# Records to use:
━━━━━━━━━━━━━━━━

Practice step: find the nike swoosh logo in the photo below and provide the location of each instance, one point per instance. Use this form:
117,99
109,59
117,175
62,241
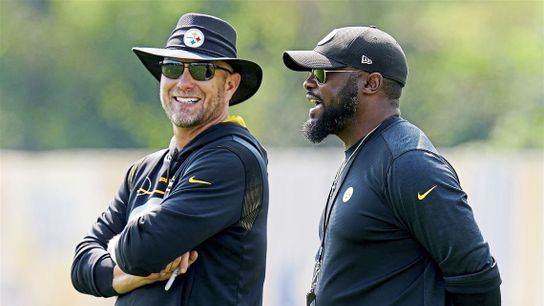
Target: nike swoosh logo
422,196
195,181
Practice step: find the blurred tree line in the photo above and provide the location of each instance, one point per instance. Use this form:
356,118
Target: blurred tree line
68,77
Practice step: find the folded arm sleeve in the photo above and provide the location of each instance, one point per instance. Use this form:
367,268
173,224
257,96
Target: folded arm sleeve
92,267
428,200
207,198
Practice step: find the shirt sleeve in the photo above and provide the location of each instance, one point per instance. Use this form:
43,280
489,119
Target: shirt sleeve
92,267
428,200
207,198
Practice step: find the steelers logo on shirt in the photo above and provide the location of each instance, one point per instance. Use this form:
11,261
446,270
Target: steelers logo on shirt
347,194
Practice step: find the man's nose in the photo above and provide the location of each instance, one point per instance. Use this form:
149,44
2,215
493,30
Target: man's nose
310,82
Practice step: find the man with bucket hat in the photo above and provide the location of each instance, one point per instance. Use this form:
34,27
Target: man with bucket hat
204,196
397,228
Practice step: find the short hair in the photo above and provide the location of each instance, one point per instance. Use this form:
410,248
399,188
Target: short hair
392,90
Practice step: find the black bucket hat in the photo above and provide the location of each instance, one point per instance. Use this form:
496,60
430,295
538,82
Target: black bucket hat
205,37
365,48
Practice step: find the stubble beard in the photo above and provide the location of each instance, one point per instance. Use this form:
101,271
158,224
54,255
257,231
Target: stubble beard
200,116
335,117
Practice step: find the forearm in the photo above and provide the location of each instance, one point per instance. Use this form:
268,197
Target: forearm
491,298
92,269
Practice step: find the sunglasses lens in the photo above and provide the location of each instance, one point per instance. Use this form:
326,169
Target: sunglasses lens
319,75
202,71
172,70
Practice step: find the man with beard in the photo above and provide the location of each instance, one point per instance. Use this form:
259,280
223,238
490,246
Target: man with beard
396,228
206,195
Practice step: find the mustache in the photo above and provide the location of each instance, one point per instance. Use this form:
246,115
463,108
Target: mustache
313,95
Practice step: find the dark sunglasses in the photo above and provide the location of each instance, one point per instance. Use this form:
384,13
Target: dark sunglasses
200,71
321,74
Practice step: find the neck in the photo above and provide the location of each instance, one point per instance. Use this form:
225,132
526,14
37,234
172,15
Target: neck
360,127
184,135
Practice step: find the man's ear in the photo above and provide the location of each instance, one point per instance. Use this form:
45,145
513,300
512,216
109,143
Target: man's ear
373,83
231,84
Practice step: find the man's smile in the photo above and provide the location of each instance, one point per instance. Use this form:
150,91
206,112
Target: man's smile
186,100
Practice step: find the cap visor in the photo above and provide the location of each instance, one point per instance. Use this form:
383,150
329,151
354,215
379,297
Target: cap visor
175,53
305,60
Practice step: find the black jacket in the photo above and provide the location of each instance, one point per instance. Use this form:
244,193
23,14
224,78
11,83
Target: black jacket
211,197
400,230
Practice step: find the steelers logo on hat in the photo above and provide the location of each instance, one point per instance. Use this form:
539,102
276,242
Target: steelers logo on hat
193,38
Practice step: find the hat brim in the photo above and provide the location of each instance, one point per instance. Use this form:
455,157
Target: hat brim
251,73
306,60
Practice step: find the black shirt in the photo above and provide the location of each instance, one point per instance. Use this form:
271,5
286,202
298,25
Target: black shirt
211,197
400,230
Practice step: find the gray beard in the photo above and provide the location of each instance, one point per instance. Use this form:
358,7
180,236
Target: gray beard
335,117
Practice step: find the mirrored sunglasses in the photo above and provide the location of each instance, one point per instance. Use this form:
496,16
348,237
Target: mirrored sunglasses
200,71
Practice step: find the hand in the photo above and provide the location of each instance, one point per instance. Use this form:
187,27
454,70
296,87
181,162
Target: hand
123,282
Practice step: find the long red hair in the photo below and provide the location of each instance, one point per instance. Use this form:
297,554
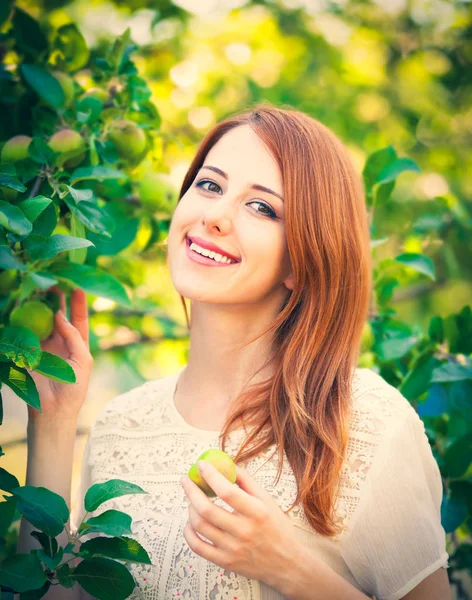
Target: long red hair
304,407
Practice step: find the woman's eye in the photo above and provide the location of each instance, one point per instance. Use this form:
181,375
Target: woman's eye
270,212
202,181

━━━━━━━━━━━━━━━━

# Problem description:
Render every line of the rows above as a Markdown table with the columns Number and Line. Number each line in order, skip blank lines, and leave the pictures out.

# Finished answer:
| Number | Line |
|---|---|
| 1 | Practice step: find the nike swoosh logo in the photo below and provide the location of each instance, one point per instance. Use this form: |
| 2 | 117,99 |
| 3 | 109,59 |
| 4 | 117,175 |
| 5 | 62,241 |
| 6 | Target: nike swoosh logo |
| 7 | 422,196 |
| 8 | 195,181 |
| 9 | Practice step: find the blurred tree line in the photo above and provide the location of each instance, one point per instance. Use this form: |
| 10 | 356,118 |
| 11 | Target: blurred tree line |
| 12 | 68,77 |
| 13 | Practice step: find the folded arm sleeve in the photo above and provide the location of each instance, one point per instance. Use this form: |
| 14 | 367,268 |
| 15 | 173,224 |
| 16 | 257,96 |
| 17 | Target: folded arm sleeve |
| 18 | 92,267 |
| 19 | 428,200 |
| 20 | 207,198 |
| 21 | Practice step: find the shirt sleeve in the photo above and provide the location of each instance, one point per instance. Use this form: |
| 22 | 43,280 |
| 23 | 489,119 |
| 24 | Target: shirt sleeve |
| 25 | 92,267 |
| 26 | 428,200 |
| 27 | 207,198 |
| 28 | Practice step: find the steelers logo on shirt in the photo above and provide the location of each instance, one point per instance. Use this form: |
| 29 | 11,261 |
| 30 | 446,270 |
| 31 | Target: steelers logo on shirt |
| 32 | 347,194 |
| 33 | Practice step: find the man's nose in the photo above and provide the location of each instance, one point per instance. Use this form: |
| 34 | 149,44 |
| 35 | 2,215 |
| 36 | 493,30 |
| 37 | Target: man's nose |
| 38 | 310,82 |
| 39 | Practice step: find the man with bucket hat in the photo above and provide the location of each instance, one point per instance. Use this form: |
| 40 | 34,27 |
| 41 | Target: man with bucket hat |
| 42 | 204,196 |
| 43 | 397,228 |
| 44 | Practice step: find the short hair in the photo above and provide the location of each instance, one point per instance. Use this form: |
| 45 | 410,248 |
| 46 | 399,188 |
| 47 | Target: short hair |
| 48 | 392,90 |
| 49 | Practice step: find the black bucket hat in the photo above and provide the location of each instance, one point per instance. Use this form: |
| 50 | 496,60 |
| 51 | 430,295 |
| 52 | 538,82 |
| 53 | Target: black bucket hat |
| 54 | 205,37 |
| 55 | 365,48 |
| 56 | Practice step: find the stubble beard in the photo above and provide the location of each instance, one point per instance. Use this form: |
| 57 | 101,271 |
| 58 | 158,224 |
| 59 | 54,255 |
| 60 | 257,231 |
| 61 | Target: stubble beard |
| 62 | 200,116 |
| 63 | 335,117 |
| 64 | Practice step: find the forearm in the photo above and provide the location of each instance, one point per instance. Use this form: |
| 65 | 268,197 |
| 66 | Target: forearm |
| 67 | 491,298 |
| 68 | 92,269 |
| 69 | Practice step: find the sunglasses lens in the photo above and provide the location of each instance, one point per instance. Use this form: |
| 70 | 326,169 |
| 71 | Target: sunglasses lens |
| 72 | 319,75 |
| 73 | 202,71 |
| 74 | 172,70 |
| 75 | Practice step: find the man with beard in the photo above and provide the location of each instance, one point per instance. Use this form: |
| 76 | 259,280 |
| 77 | 223,238 |
| 78 | 490,246 |
| 79 | Target: man with beard |
| 80 | 396,228 |
| 81 | 206,195 |
| 82 | Practice step: find the mustache in the photo above and provide the location of each instance, one point per instance. Use this form: |
| 83 | 246,115 |
| 84 | 463,108 |
| 85 | Target: mustache |
| 86 | 313,95 |
| 87 | Practice step: find the dark sunglasses in the photo above and provide the location of each instance, one point per instance. Use this form: |
| 88 | 384,13 |
| 89 | Target: dark sunglasses |
| 90 | 200,71 |
| 91 | 321,74 |
| 92 | Practice step: find the neck in the photo above and provide the location of each instance, one point per instance. Use this form: |
| 93 | 225,132 |
| 94 | 526,14 |
| 95 | 37,234 |
| 96 | 172,15 |
| 97 | Target: neck |
| 98 | 360,127 |
| 99 | 184,135 |
| 100 | Practice step: find the man's ear in the photo above and provide the location of each instance, one point per instance. Use this form: |
| 101 | 45,145 |
| 102 | 513,300 |
| 103 | 512,216 |
| 104 | 109,143 |
| 105 | Target: man's ear |
| 106 | 373,83 |
| 107 | 231,84 |
| 108 | Practice step: find the man's smile in the photo above and provide the location of each instance, one point per instance. Use this form: |
| 109 | 150,91 |
| 110 | 206,112 |
| 111 | Target: man's smile |
| 112 | 186,100 |
| 113 | Practice step: find the cap visor in the photo above and provide the location of each instance, one point per instance. Use this form: |
| 114 | 383,150 |
| 115 | 329,151 |
| 116 | 354,215 |
| 117 | 379,297 |
| 118 | Target: cap visor |
| 119 | 175,53 |
| 120 | 305,60 |
| 121 | Practice step: find the black jacket in the photo above and provide the location of each instance, one point per instance. Use this form: |
| 122 | 244,193 |
| 123 | 23,14 |
| 124 | 224,78 |
| 125 | 11,83 |
| 126 | Target: black jacket |
| 127 | 211,197 |
| 128 | 400,230 |
| 129 | Practice step: find the steelers logo on hat in the photo above and provide the location of each instance, one point per instance. Use this form: |
| 130 | 539,102 |
| 131 | 276,242 |
| 132 | Target: steelers logo on hat |
| 133 | 193,38 |
| 134 | Practice step: find the hat brim in the photo above and provide the location of each instance, one point per instance. Use this form: |
| 135 | 455,157 |
| 136 | Target: hat brim |
| 137 | 251,73 |
| 138 | 306,60 |
| 139 | Practice step: find the black shirt in the photo above and provide the location of each instance, one point per instance. Use this form: |
| 140 | 271,5 |
| 141 | 286,202 |
| 142 | 298,25 |
| 143 | Target: black shirt |
| 144 | 211,197 |
| 145 | 400,230 |
| 146 | Practice step: find the gray beard in the photo above and provide the location of each instance, one point per instance. Use this form: |
| 147 | 358,7 |
| 148 | 180,236 |
| 149 | Target: gray beard |
| 150 | 335,117 |
| 151 | Practice step: find the mirrored sunglasses in the photo above and provide the location of each instance, one point per instance. Use this form: |
| 152 | 496,16 |
| 153 | 348,237 |
| 154 | Target: mirrored sunglasses |
| 155 | 200,71 |
| 156 | Practice step: find the hand in the photo above and provide the location of each instance, one point per instance. Use this form: |
| 157 | 187,27 |
| 158 | 454,70 |
| 159 | 296,87 |
| 160 | 181,162 |
| 161 | Target: hand |
| 162 | 123,282 |
| 163 | Practice step: find the long red hair in the photo below and provide the location of each instance, one point per instance. Use this form: |
| 164 | 297,554 |
| 165 | Target: long red hair |
| 166 | 304,407 |
| 167 | Practice step: find the woman's eye in the photo above and provide the location of each instance, one point per instance. Use this form: |
| 168 | 181,375 |
| 169 | Target: woman's eye |
| 170 | 270,212 |
| 171 | 202,181 |